Problems to solve:
1) Answer these questions from the genome research excerpt:
(a) In which journal did the researchers publish the method the study builds on?
(b) Which three sequencing centers generated the data?
(c) What is the stated aim of including the full spectrum of genetic variants in genome-wide association studies?
2) Reproduce word for word the part of the genome research excerpt that opens with the words containing "The Institute of" and closes with "the new platform.".

Page excerpt:
The newly reported, more comprehensive reference dataset was generated using a combination of advanced sequencing and mapping technologies. “Previous large-scale efforts have largely be inferential and biased when it comes to the detection of SVs,” said study co-author Scott Devine, PhD, associate professor of medicine at University of Maryland School of Medicine (UMSOM) and faculty member of IGS, who added, “We’ve entered a new era in genomics where whole human genomes can be sequenced with exciting new technologies that provide more substantial and accurate reads of the DNA bases. This is allowing researchers to study areas of the genome that previously were not accessible but are relevant to human traits and diseases.”
The study builds on a method published by the researchers last year in Nature Biotechnology, to accurately reconstruct the two components of a person’s genome—one inherited from a person’s father, one from a person’s mother. When assembling a person’s genome, this method eliminates the potential biases that could result from comparisons with an imperfect reference genome. So, unlike previous population surveys of structural variation, the Phased Assembly Variant (PAV) caller can discover genetic variants through direct comparison between the two sequence-assembled haplotypes and the human reference genome. “Here, we develop a method to discover all forms of genetic variation (PAV) directly by comparison of assembled human genomes,” they wrote.
The reference data generated by the new study also provide an important basis for including the full spectrum of genetic variants in genome-wide association studies. The aim is to estimate the individual risk of developing certain diseases such as cancer and to understand the underlying molecular mechanisms. This, in turn, might then be used as a basis for more targeted therapies and preventative medicine.
The Institute of Genome Science (IGS) Genome Resource Center (GRC) was one of three sequencing centers, along with Jackson Labs and the University of Washington, which generated the data, using new sequencing technology that was developed recently by Pacific Biosciences. The GRC was one of only five early access centers that was asked to test the new platform.

Record excerpts:
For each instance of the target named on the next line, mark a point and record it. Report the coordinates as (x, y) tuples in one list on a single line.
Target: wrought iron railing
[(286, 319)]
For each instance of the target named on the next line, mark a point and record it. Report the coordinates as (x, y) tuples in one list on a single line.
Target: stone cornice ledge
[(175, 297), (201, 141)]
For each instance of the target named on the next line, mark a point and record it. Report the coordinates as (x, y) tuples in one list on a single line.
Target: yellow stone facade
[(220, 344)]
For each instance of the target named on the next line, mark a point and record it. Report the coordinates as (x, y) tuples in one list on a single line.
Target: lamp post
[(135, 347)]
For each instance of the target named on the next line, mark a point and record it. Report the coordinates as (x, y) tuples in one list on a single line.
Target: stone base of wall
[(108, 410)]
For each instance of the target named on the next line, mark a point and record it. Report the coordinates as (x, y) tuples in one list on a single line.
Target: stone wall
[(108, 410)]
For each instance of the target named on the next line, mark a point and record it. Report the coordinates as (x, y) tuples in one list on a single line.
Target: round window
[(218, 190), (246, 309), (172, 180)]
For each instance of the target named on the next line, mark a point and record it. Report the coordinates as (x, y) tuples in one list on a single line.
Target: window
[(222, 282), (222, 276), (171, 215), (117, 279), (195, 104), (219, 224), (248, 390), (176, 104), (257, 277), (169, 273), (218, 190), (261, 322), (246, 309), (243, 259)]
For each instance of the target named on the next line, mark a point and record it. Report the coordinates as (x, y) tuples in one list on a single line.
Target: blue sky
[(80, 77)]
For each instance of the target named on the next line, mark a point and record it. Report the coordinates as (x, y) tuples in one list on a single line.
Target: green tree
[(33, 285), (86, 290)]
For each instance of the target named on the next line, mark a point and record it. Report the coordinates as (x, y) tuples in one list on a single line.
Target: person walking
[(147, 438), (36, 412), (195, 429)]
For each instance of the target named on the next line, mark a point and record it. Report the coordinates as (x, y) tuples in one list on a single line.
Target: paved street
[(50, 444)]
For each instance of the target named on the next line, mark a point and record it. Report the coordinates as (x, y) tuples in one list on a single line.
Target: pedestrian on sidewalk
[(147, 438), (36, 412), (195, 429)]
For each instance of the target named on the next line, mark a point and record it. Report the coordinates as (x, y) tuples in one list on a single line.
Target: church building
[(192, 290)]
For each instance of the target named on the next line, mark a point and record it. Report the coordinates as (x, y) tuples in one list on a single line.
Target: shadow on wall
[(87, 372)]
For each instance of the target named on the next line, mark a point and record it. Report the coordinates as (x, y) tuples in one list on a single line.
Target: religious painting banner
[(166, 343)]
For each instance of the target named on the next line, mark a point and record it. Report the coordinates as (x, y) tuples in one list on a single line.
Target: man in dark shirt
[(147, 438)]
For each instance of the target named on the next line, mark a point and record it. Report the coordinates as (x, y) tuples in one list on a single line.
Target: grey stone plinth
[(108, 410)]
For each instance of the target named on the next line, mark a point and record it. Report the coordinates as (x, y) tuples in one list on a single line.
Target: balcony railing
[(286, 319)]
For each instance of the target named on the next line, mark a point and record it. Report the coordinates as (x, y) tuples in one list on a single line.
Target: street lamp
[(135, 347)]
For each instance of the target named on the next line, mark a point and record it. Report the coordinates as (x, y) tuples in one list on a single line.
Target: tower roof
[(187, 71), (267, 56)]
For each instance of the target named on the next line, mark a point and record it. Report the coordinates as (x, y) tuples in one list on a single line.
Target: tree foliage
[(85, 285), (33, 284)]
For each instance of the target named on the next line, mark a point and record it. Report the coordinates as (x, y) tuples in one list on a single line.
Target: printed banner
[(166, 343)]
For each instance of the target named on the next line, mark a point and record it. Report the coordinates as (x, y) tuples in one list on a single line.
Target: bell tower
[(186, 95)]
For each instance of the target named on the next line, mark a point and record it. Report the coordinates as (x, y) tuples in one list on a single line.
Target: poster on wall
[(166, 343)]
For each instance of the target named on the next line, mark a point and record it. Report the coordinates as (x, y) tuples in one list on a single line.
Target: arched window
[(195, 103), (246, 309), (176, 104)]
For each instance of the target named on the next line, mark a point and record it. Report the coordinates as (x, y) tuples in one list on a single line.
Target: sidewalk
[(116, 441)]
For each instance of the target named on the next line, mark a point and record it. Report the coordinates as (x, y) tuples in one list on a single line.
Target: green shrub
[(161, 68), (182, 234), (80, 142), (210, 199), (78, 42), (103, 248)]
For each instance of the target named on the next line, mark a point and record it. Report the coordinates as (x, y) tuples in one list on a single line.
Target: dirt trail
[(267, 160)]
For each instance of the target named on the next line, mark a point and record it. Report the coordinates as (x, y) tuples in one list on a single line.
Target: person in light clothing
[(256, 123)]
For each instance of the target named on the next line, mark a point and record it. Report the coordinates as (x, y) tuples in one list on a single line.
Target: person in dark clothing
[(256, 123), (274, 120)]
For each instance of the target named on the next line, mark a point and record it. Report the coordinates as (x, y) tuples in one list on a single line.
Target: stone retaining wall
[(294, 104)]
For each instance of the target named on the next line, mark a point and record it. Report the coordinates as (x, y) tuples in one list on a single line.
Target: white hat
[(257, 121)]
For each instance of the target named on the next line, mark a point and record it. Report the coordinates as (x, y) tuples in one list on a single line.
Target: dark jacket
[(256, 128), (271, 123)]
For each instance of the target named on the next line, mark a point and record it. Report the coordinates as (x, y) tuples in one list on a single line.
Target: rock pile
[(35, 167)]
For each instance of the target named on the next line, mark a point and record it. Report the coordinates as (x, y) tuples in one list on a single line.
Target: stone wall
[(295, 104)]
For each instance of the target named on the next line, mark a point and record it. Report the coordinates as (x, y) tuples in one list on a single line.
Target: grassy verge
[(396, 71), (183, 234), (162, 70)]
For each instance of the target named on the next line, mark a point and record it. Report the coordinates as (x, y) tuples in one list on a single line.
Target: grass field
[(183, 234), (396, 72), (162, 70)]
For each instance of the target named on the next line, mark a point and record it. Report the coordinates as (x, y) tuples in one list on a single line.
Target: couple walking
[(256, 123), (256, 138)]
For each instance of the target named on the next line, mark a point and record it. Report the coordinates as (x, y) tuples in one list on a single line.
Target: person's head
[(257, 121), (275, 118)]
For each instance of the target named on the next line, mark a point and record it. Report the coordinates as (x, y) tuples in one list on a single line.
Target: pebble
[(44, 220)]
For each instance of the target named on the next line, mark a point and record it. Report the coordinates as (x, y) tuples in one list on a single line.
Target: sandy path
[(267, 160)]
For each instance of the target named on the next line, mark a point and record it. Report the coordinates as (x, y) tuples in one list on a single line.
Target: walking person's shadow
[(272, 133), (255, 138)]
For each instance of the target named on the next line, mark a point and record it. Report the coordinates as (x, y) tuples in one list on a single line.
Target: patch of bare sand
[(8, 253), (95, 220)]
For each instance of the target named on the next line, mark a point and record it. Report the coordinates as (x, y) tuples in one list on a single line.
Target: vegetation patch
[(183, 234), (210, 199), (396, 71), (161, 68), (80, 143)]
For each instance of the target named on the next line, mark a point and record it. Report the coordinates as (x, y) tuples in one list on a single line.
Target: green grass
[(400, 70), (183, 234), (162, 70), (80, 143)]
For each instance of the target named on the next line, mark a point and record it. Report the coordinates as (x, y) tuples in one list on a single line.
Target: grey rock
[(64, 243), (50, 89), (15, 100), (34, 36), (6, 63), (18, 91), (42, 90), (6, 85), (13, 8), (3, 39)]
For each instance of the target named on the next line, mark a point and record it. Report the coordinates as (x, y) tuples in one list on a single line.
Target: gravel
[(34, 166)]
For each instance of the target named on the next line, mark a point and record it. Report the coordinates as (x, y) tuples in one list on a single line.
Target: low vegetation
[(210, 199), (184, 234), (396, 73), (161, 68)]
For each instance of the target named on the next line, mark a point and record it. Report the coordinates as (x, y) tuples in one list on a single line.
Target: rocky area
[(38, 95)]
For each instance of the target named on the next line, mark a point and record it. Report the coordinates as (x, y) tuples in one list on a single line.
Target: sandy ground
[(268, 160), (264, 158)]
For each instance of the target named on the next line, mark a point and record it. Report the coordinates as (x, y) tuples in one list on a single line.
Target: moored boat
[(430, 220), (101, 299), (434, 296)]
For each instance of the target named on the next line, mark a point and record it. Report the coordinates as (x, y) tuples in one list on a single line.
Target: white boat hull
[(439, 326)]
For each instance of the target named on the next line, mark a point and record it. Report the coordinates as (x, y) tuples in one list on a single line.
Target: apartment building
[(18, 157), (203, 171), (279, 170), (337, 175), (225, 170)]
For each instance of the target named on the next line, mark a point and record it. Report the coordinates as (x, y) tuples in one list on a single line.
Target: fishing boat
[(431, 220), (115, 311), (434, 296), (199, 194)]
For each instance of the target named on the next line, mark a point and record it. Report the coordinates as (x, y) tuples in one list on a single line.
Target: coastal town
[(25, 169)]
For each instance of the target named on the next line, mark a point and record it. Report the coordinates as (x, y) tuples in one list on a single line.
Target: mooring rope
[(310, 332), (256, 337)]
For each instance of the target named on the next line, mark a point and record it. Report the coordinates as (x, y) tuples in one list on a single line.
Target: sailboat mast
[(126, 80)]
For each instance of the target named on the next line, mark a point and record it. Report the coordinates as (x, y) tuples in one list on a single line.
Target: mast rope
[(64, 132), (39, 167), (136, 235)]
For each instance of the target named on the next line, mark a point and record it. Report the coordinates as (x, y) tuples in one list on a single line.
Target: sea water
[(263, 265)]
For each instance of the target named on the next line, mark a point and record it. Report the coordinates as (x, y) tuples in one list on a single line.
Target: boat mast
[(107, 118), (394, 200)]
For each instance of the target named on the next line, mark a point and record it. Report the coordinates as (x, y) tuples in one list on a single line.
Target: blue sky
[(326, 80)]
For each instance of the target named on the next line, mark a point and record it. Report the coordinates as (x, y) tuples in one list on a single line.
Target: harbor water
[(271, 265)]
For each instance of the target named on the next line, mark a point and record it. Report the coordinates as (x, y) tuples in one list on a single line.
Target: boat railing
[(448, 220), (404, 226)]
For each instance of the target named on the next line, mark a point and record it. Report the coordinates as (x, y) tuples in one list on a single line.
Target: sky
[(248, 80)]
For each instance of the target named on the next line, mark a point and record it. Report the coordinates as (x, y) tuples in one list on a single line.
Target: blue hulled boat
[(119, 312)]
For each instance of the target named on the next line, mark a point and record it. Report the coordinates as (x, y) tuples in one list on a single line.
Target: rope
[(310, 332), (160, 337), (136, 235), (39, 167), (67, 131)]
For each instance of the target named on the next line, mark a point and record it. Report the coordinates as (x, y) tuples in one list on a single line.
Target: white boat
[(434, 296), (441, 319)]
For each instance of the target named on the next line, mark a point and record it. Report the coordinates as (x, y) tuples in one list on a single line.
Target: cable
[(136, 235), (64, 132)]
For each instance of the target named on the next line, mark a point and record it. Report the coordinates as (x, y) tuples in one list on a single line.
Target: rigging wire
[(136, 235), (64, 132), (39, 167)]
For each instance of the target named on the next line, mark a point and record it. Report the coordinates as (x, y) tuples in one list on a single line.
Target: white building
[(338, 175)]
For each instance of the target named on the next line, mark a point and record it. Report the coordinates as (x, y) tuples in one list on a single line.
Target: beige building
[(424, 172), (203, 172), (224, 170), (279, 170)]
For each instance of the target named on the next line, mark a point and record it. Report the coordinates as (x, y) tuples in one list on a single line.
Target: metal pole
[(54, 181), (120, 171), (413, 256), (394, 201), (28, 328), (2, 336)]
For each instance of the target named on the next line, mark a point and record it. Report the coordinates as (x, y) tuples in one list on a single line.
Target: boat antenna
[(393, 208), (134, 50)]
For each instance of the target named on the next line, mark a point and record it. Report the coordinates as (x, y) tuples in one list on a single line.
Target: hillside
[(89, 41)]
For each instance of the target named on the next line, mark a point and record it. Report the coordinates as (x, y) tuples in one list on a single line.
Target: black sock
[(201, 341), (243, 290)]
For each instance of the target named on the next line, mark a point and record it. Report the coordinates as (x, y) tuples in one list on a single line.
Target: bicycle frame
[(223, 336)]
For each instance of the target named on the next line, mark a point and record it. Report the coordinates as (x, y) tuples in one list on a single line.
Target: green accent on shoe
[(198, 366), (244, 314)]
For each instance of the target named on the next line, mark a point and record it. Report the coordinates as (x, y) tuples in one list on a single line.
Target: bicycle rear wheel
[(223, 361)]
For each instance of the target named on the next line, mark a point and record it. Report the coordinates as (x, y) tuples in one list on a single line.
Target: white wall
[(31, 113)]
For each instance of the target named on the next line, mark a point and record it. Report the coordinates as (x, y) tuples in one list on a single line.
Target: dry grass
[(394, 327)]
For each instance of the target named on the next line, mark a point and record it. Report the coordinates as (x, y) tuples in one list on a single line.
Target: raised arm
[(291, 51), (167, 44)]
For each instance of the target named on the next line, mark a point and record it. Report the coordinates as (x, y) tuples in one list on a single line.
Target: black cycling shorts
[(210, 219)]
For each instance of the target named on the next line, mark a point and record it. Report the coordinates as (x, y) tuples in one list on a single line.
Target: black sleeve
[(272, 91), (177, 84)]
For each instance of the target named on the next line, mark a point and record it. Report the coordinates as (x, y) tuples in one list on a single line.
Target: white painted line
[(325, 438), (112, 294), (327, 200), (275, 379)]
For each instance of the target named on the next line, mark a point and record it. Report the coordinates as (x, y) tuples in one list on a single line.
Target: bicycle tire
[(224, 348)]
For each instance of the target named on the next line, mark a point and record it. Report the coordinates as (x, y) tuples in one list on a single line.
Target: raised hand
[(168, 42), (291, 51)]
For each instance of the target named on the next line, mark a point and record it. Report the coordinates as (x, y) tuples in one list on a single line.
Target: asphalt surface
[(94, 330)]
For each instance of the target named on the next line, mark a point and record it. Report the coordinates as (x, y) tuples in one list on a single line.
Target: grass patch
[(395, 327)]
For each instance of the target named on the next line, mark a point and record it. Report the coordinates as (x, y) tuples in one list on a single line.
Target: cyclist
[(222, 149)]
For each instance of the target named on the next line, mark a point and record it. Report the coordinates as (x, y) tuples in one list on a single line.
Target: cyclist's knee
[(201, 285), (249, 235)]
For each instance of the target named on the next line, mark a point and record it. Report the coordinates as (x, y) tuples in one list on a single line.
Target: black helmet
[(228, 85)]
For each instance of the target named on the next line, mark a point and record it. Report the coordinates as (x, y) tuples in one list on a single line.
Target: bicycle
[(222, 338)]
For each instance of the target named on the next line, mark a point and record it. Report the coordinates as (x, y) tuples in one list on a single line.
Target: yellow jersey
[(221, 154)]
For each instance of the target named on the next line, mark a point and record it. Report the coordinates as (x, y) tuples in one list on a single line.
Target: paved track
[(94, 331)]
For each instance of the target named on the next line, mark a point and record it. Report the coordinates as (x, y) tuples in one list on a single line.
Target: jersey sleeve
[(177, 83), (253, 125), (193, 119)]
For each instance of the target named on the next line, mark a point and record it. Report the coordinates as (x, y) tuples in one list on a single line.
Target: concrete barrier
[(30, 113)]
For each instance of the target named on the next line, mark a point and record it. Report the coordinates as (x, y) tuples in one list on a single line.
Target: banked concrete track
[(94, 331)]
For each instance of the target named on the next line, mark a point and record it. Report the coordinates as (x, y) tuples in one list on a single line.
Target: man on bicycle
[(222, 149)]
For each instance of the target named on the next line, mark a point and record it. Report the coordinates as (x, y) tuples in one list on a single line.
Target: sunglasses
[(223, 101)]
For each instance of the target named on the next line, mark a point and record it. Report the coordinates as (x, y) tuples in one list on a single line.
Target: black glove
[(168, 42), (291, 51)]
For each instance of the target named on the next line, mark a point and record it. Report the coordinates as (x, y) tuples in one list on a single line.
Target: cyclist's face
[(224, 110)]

Task-by-task answers:
1)
(a) Nature Biotechnology.
(b) The Institute of Genome Science (IGS) Genome Resource Center (GRC), Jackson Labs, and the University of Washington.
(c) To estimate the individual risk of developing certain diseases such as cancer and to understand the underlying molecular mechanisms.

2)
The Institute of Genome Science (IGS) Genome Resource Center (GRC) was one of three sequencing centers, along with Jackson Labs and the University of Washington, which generated the data, using new sequencing technology that was developed recently by Pacific Biosciences. The GRC was one of only five early access centers that was asked to test the new platform.